[begin INFORMATION GIVEN]
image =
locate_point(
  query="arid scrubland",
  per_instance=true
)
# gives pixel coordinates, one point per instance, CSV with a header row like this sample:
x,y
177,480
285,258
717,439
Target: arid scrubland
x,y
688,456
[end INFORMATION GIVEN]
[begin INFORMATION GIVEN]
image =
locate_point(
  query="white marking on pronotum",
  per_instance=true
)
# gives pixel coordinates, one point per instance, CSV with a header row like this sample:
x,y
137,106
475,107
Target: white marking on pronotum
[end INFORMATION GIVEN]
_SET TASK_. Display each line of the listing that contains the string "query". The match is case-sensitive.

_RESULT OF THE TASK_.
  query="arid scrubland",
  query="white marking on pronotum",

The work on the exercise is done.